Copy out exactly the lines from the one with "the distant farm" through the last line of the listing below, both included, but none of the pictures.
Segment Open
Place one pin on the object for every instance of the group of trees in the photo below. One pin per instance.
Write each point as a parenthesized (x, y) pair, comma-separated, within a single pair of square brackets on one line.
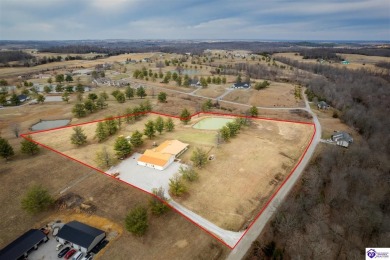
[(158, 125), (129, 93), (91, 105), (27, 147), (231, 129)]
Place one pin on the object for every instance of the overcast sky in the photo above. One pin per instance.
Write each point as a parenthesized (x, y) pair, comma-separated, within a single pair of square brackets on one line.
[(195, 19)]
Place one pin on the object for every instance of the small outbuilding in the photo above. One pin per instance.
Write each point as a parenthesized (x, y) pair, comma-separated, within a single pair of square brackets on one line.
[(19, 248), (342, 139), (80, 236)]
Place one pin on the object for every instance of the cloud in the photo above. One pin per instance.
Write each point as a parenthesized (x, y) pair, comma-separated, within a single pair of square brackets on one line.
[(195, 19)]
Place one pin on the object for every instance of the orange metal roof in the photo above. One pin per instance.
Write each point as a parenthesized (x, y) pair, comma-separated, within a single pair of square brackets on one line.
[(155, 158), (171, 147)]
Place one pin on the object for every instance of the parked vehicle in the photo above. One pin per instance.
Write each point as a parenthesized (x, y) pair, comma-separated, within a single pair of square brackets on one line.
[(63, 252), (70, 253), (59, 246), (77, 256)]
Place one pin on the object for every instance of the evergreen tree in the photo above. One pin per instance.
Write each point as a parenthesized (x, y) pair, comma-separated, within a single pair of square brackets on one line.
[(65, 96), (122, 147), (6, 150), (159, 124), (101, 132), (141, 92), (169, 125), (129, 92), (78, 137), (111, 125), (79, 110), (149, 129), (162, 97), (28, 146), (90, 105), (136, 139), (185, 116)]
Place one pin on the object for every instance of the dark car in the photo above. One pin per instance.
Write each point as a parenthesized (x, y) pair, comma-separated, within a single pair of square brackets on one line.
[(63, 252), (70, 253)]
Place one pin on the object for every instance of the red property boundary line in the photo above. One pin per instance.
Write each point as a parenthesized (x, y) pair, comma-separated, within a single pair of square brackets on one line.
[(26, 136)]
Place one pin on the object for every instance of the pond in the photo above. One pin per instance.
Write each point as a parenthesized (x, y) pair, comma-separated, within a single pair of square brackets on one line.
[(212, 123), (48, 124)]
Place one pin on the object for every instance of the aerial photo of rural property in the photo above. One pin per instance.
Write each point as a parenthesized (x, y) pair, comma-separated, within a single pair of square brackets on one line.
[(194, 130)]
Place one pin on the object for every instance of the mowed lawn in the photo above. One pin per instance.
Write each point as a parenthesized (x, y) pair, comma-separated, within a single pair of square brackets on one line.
[(277, 94)]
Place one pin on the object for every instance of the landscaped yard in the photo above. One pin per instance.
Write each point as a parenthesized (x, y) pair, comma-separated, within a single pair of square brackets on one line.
[(235, 185)]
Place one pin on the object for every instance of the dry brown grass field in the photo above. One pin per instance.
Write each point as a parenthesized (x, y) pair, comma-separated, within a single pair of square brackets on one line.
[(276, 146), (247, 170), (169, 237), (356, 61), (276, 95), (213, 91)]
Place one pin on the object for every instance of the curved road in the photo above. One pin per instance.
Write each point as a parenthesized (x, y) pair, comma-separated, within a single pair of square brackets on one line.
[(254, 231)]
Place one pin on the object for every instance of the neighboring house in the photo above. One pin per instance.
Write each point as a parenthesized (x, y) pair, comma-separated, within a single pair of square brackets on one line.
[(162, 156), (81, 237), (23, 98), (7, 89), (241, 85), (342, 139), (195, 83), (82, 72), (323, 105), (20, 247)]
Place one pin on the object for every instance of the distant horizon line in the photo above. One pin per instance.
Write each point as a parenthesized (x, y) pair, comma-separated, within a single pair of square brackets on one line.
[(209, 40)]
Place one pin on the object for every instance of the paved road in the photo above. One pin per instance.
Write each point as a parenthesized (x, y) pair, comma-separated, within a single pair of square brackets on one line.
[(243, 246)]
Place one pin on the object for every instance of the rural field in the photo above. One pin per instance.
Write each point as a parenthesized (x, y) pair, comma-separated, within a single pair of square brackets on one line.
[(277, 94), (232, 188), (357, 61), (275, 146)]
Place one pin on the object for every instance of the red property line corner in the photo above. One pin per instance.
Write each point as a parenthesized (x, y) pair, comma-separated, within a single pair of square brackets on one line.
[(26, 136)]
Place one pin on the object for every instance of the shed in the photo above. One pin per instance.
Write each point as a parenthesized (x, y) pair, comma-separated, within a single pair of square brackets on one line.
[(23, 245), (81, 236)]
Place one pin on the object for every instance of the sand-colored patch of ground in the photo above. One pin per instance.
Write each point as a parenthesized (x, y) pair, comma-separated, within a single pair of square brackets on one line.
[(247, 170), (276, 95)]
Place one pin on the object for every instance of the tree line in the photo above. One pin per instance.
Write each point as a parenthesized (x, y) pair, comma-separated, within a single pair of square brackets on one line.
[(342, 204)]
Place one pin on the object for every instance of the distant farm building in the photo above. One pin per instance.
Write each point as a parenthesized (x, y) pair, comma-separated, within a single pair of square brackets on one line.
[(342, 139), (19, 248), (323, 105), (241, 85), (162, 156)]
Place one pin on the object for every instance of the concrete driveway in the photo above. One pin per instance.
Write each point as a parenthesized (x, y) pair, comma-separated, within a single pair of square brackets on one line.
[(147, 178)]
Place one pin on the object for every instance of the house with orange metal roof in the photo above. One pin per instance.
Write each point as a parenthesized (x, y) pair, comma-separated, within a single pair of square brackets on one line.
[(162, 156)]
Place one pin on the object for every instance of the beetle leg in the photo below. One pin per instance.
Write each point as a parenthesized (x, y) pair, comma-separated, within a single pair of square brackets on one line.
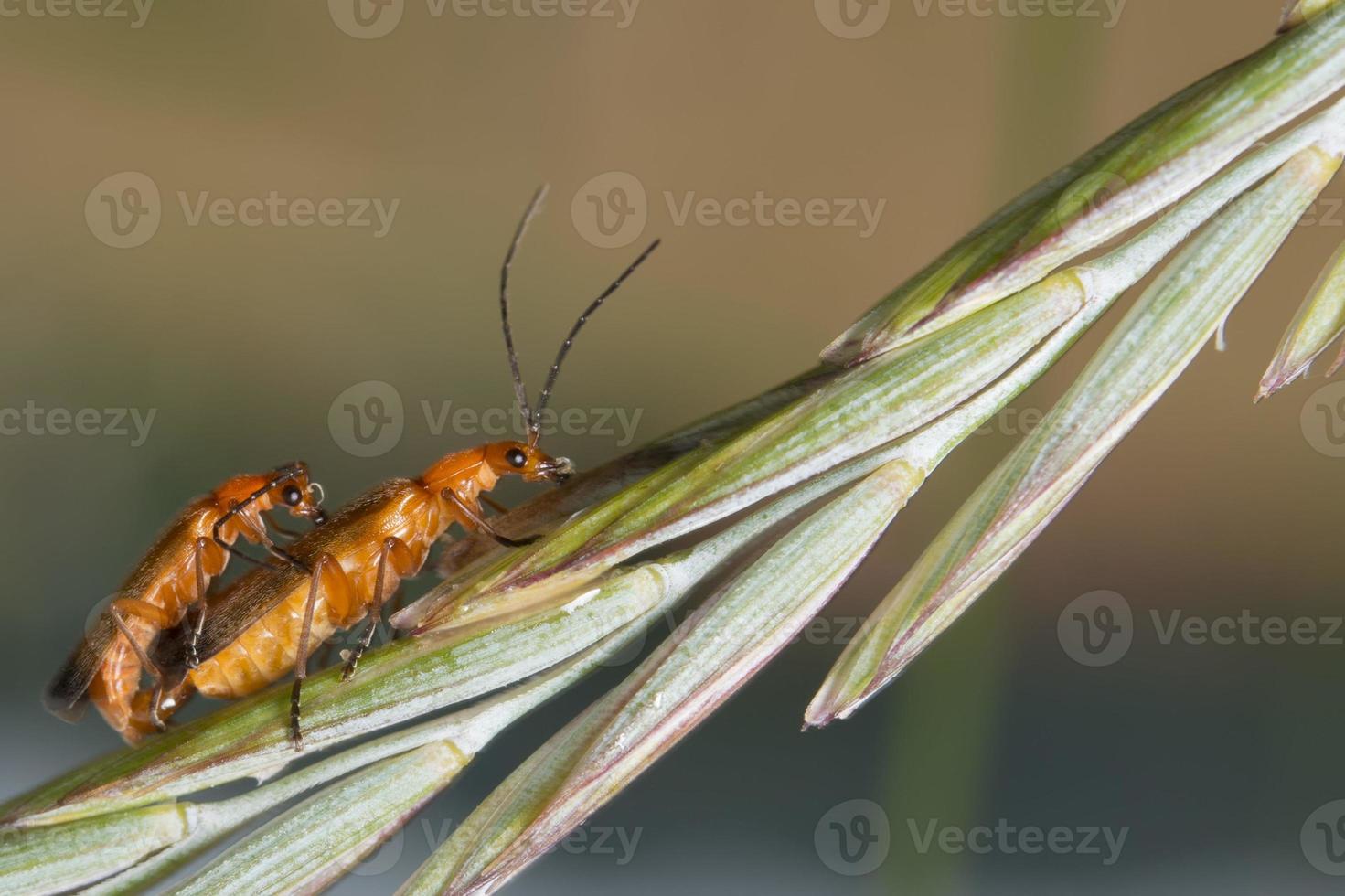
Segment Closed
> [Expected answer]:
Place one pin on the object for every instance of the distant farm building in the photo above. One pin per instance.
Write each point as a parenthesized (x, y) pair, comma-separated, within a single pair of square brackets on one line.
[(342, 139), (19, 248), (323, 105), (241, 85), (162, 156)]
Place one pin on the object for every instance of the concrete driveway in the photo above. One pin per instance.
Write each point as a parenthesized (x, y) pair, comma-separated, within a single pair of square brackets on one line.
[(147, 178)]
Place one pin on the object for every instance of the house with orange metal roof in the photo above. One pin per instance.
Write each point as a parenthesized (x, y) pair, comma-separated, within a single pair of square brackets on one line.
[(162, 156)]
Place one pin on the object for every instance of the beetle leg in the photo below. One pin per instance.
Write each point as a parenthesized (x, y) pair, comma-separated, within a single pair of square brackets on one line.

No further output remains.